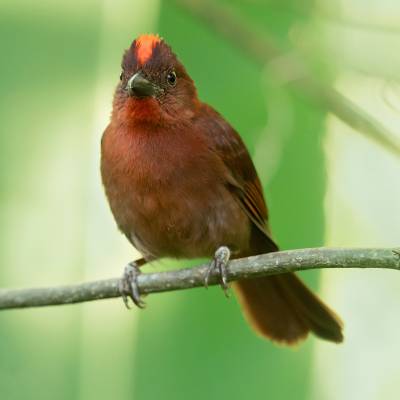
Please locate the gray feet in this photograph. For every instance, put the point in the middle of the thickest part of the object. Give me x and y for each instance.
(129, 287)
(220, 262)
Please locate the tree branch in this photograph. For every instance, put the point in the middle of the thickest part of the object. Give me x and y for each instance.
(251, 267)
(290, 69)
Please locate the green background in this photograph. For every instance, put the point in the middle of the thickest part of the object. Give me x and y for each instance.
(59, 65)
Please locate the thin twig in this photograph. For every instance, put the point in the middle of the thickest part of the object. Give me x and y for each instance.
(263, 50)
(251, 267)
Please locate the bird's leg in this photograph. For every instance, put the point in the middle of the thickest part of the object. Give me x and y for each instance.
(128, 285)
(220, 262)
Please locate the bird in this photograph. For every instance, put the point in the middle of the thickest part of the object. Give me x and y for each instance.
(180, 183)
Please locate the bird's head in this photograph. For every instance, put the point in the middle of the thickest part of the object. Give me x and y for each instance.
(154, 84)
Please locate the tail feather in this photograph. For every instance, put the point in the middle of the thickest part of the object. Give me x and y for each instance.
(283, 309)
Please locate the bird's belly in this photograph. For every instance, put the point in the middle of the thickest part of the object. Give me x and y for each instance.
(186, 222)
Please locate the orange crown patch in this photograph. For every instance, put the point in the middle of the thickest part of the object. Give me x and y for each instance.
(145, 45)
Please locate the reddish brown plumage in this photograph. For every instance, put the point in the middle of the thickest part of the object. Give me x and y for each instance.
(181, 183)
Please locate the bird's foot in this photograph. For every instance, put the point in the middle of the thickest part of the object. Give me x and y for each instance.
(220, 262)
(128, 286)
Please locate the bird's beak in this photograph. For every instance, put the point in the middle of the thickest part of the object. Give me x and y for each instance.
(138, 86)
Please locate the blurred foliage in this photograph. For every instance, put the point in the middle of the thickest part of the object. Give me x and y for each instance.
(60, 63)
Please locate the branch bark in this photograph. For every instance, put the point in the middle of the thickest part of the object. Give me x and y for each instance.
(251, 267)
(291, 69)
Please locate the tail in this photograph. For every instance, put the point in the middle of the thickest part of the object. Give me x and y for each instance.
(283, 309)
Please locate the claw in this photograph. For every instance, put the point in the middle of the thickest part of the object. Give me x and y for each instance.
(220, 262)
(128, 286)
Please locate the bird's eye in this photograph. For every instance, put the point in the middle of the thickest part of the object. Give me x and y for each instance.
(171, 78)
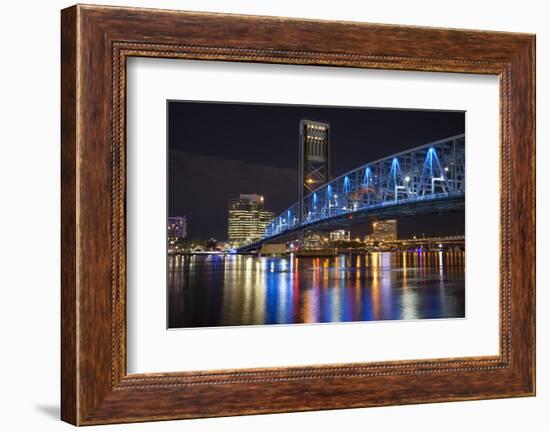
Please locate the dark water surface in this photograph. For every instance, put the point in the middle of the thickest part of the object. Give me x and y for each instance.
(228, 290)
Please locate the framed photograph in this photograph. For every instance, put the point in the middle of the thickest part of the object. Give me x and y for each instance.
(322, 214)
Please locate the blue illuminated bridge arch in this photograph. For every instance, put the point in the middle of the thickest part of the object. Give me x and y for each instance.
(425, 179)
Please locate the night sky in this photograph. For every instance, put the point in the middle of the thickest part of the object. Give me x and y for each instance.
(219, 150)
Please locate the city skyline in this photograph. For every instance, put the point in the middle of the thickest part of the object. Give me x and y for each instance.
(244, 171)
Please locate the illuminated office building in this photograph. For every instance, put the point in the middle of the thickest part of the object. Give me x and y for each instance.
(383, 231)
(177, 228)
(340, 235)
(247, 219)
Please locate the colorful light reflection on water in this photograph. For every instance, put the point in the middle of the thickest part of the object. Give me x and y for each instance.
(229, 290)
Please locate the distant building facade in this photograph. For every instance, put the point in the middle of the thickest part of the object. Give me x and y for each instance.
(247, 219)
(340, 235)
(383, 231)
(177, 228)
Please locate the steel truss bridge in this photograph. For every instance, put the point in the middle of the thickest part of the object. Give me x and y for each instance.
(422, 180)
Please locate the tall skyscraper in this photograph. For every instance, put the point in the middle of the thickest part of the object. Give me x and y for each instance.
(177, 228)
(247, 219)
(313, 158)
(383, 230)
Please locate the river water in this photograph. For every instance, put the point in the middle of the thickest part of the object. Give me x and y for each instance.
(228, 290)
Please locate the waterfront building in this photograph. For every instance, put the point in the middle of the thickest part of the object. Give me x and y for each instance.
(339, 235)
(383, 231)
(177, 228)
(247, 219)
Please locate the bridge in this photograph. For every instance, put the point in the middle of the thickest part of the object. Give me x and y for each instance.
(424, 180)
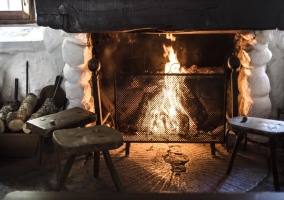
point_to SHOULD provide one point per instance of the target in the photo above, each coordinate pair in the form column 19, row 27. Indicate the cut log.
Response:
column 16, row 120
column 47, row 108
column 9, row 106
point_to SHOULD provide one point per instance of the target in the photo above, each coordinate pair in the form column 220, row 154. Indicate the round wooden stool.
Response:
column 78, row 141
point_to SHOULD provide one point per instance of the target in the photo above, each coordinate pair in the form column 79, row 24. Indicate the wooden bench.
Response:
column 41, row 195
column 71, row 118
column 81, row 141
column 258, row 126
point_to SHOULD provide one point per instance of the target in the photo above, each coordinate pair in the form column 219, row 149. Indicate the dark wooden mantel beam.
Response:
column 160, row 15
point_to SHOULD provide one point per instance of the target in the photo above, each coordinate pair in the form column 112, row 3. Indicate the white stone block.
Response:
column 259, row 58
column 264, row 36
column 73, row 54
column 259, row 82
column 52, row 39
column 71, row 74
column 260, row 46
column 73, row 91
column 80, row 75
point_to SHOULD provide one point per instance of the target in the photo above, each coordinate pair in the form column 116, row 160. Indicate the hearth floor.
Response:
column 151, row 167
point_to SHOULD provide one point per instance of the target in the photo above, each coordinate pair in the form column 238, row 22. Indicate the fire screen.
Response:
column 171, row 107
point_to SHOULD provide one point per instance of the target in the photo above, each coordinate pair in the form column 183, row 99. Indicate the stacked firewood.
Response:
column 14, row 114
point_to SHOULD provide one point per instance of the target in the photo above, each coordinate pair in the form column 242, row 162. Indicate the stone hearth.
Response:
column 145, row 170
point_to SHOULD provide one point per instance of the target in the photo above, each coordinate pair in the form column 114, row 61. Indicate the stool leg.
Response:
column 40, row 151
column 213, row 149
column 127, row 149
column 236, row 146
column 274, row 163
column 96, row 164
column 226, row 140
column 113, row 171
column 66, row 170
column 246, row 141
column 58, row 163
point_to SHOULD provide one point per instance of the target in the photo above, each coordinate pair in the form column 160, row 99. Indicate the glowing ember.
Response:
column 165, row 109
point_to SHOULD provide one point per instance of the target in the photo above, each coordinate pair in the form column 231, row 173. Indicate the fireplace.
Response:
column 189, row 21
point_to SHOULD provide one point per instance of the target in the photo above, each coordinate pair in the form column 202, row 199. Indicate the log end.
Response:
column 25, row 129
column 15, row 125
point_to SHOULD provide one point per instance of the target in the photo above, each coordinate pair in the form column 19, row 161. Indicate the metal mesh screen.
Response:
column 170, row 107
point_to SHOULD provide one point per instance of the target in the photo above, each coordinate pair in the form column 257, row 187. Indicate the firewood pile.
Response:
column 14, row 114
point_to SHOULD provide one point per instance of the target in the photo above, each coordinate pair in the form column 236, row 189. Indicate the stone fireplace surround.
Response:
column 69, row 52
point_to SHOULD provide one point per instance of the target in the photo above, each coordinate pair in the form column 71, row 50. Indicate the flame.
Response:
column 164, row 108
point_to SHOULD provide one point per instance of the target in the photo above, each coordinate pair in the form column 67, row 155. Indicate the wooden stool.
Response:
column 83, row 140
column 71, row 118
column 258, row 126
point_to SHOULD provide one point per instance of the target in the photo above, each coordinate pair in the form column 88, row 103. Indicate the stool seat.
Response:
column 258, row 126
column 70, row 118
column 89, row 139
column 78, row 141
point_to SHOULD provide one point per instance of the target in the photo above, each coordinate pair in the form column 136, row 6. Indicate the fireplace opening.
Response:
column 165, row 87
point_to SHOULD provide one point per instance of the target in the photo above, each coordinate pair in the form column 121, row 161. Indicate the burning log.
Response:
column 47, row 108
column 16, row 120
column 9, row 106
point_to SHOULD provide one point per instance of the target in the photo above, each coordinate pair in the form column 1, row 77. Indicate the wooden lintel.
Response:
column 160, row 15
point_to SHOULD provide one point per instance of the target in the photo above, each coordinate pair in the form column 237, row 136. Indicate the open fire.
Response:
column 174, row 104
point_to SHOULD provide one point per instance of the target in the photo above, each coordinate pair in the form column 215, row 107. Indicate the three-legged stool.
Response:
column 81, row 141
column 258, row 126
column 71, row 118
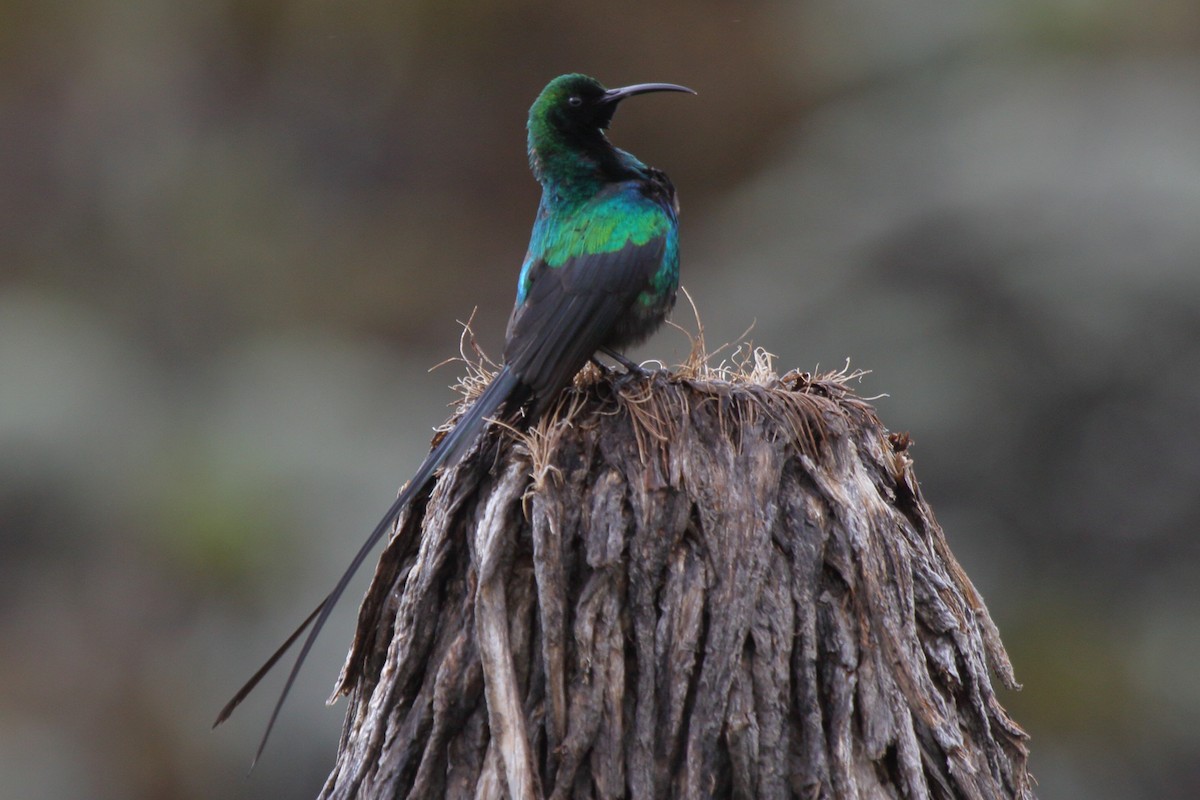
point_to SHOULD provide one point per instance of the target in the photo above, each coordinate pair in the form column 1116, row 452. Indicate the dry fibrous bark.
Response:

_THE TASK_
Transcribe the lines from the one containing "white stone block." through the one containing "column 80, row 75", keeping every character as it is.

_ANSWER TO THE TASK_
point_to SHOULD provide one point per instance of the target in the photo above, each coordinate pair in the form column 112, row 3. Indicate the white stone block.
Response:
column 259, row 58
column 264, row 36
column 73, row 54
column 259, row 82
column 52, row 39
column 71, row 74
column 260, row 46
column 73, row 91
column 80, row 75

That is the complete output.